EXTRACT:
· · ·

Romney, Perry, Mormons, and Evangelicals

Religious critiques on candidates should be tolerated, but politically they can be much ado about nothing. Photo: Mitt Romney-Rev. Jeffress-Rick Perry

SAN DIEGO, October 18, 2011—Yes, once again, that electrically charged subject of religion continues to dominate our election. The latest is from Rev. Robert Jeffress of First Baptist Church in Dallas.  Introducing Rick Perry to conservatives at the Values Voters Summit, Rev. Jeffress said the following:

“I think Mitt Romney’s a good, moral man, but those of us who are born again followers of Christ should prefer a competent Christian… Rick Perry’s a Christian. He’s an evangelical Christian, a follower of Jesus Christ … Mormonism is not Christianity. It has always been considered a cult by the mainstream of Christianity.”

Romney called the comment “poisonous language.”

Jeffress may indeed have made a tactless, unnecessary statement, but the word “poisonous” probably won’t win any prizes in the annals of diplomacy either.

With all due respect, Governor Romney, people are allowed to have any opinion of religion that they wish. If you disagree, prove the man wrong. Tell us why you don’t think Mormonism is a cult.

Or, if  instead, you think such discussions do not belong in the campaign, that they aren’t worth gracing with a response, then perhaps it would be best to take the higher ground and not react at all.

Meanwhile, let’s be clear, if you are entitled to your beliefs as a Mormon, Rick Perry is entitled to his own beliefs, as is Rev. Jeffress,  and if such tenets include a critique of Mormonism, so be it.  Because it can be so personal and emotional, thinking is often left at the door when religion is discussed but any fair minded person will admit that for somebody to be convinced that his religion alone is true, than conversely, any contradictory religion must be viewed as false.

· · ·

RECORDS SHOWN:
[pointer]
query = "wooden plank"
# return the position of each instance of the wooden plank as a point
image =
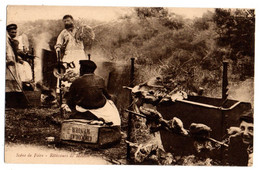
(81, 132)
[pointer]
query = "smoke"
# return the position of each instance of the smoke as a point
(242, 91)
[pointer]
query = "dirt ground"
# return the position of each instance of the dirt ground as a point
(30, 127)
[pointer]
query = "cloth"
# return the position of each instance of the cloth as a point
(25, 71)
(73, 48)
(88, 91)
(13, 80)
(108, 112)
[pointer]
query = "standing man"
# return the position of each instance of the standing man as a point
(70, 44)
(13, 80)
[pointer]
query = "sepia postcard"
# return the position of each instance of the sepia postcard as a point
(129, 85)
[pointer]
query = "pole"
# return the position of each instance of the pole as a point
(224, 81)
(129, 130)
(224, 100)
(59, 71)
(33, 74)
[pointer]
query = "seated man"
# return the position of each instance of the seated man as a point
(88, 97)
(240, 151)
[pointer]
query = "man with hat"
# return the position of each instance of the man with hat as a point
(13, 81)
(23, 69)
(88, 97)
(69, 44)
(240, 151)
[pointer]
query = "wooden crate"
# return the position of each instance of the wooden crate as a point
(79, 131)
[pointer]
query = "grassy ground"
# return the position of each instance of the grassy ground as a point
(32, 126)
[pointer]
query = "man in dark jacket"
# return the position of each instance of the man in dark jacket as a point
(88, 96)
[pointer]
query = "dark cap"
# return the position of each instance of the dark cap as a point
(11, 27)
(247, 116)
(88, 64)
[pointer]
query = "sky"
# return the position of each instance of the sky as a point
(25, 13)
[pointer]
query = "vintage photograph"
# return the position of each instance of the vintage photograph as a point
(129, 85)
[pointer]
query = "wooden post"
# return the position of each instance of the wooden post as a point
(129, 129)
(224, 100)
(33, 73)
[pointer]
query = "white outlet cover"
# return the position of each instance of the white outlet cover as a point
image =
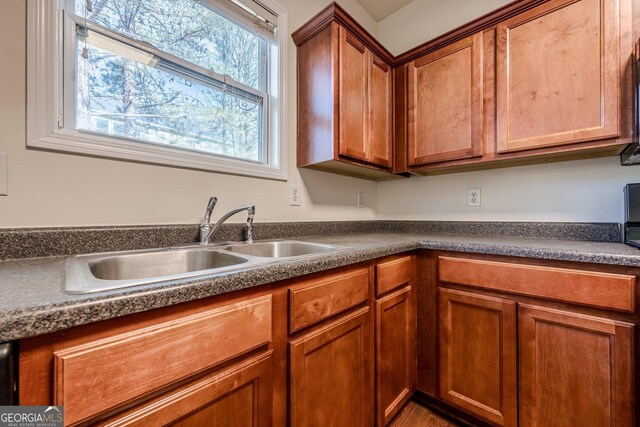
(3, 174)
(295, 195)
(473, 197)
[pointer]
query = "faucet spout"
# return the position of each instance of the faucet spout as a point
(207, 213)
(207, 230)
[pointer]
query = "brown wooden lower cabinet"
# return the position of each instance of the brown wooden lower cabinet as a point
(395, 353)
(240, 396)
(526, 359)
(575, 370)
(330, 372)
(478, 355)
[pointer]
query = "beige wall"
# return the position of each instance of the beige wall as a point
(586, 190)
(54, 189)
(422, 20)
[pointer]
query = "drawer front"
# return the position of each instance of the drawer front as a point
(239, 395)
(393, 274)
(591, 288)
(327, 296)
(103, 374)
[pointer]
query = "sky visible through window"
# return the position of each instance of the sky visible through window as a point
(123, 96)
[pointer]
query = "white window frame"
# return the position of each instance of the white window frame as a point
(45, 105)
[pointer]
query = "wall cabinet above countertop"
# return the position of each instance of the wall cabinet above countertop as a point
(517, 86)
(345, 98)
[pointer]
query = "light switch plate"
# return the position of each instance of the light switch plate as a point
(295, 195)
(3, 174)
(473, 197)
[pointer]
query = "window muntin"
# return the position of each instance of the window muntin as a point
(186, 29)
(130, 82)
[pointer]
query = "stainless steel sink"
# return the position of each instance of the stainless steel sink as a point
(113, 270)
(154, 264)
(99, 272)
(280, 248)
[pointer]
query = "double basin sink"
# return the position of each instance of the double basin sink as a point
(100, 272)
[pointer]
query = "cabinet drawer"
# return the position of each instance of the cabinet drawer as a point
(103, 374)
(393, 274)
(239, 395)
(591, 288)
(327, 296)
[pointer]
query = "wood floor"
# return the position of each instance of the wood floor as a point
(414, 415)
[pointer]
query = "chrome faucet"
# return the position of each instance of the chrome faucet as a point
(207, 230)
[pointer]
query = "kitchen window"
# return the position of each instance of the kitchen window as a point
(191, 83)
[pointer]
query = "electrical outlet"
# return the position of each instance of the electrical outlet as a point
(3, 174)
(473, 197)
(295, 195)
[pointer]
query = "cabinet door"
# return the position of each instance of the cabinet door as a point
(557, 74)
(380, 99)
(239, 396)
(395, 353)
(352, 100)
(445, 103)
(478, 355)
(575, 370)
(330, 374)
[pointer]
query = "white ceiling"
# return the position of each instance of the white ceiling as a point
(380, 9)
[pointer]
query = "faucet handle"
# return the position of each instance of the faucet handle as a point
(207, 213)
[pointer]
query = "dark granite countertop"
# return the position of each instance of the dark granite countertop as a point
(32, 303)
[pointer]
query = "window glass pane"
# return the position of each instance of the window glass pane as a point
(187, 30)
(126, 98)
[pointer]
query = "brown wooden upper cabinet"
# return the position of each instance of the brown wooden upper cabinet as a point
(345, 98)
(445, 103)
(558, 75)
(364, 103)
(530, 82)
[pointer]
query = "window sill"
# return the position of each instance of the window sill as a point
(94, 145)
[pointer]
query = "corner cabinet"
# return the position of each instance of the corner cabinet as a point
(525, 344)
(445, 90)
(345, 98)
(395, 321)
(531, 82)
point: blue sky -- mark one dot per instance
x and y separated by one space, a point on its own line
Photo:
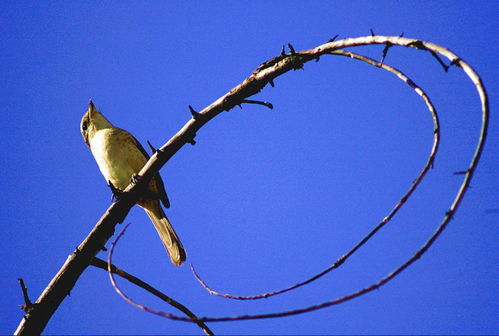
266 198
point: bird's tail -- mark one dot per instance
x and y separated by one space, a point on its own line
165 230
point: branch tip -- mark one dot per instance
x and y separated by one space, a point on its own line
283 51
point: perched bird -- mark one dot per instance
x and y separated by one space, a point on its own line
120 157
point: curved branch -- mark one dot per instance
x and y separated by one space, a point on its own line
333 47
35 321
398 205
99 263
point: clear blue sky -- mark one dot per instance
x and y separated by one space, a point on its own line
265 198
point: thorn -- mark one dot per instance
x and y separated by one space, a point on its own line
445 66
116 191
191 140
388 45
267 104
334 38
462 172
153 150
194 113
417 44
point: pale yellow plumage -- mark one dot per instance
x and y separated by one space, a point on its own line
120 156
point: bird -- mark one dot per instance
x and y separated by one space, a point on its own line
120 158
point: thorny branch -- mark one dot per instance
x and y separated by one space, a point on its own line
448 214
398 205
35 321
115 270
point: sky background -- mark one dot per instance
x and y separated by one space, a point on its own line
266 198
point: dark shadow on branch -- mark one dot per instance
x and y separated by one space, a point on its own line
332 48
397 207
115 270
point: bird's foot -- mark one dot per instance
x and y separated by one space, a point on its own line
117 192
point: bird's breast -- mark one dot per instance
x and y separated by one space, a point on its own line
117 156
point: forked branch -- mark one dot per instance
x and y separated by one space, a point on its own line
385 220
35 321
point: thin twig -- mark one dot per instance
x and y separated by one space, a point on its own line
97 262
398 205
28 305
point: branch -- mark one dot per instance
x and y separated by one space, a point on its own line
332 48
398 205
97 262
35 321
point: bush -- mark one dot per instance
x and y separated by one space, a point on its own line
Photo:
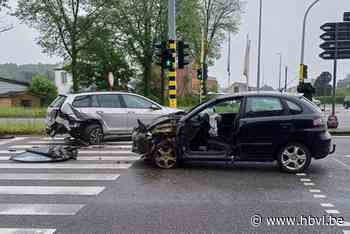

· · ·

REQUIREMENT: Please duplicate a passage of the column on religion in the campaign, beginning at the words "Romney called the" and stopping after "react at all.". The records stand apart from the column on religion in the campaign.

WRITTEN RESPONSE:
Romney called the comment “poisonous language.”

Jeffress may indeed have made a tactless, unnecessary statement, but the word “poisonous” probably won’t win any prizes in the annals of diplomacy either.

With all due respect, Governor Romney, people are allowed to have any opinion of religion that they wish. If you disagree, prove the man wrong. Tell us why you don’t think Mormonism is a cult.

Or, if  instead, you think such discussions do not belong in the campaign, that they aren’t worth gracing with a response, then perhaps it would be best to take the higher ground and not react at all.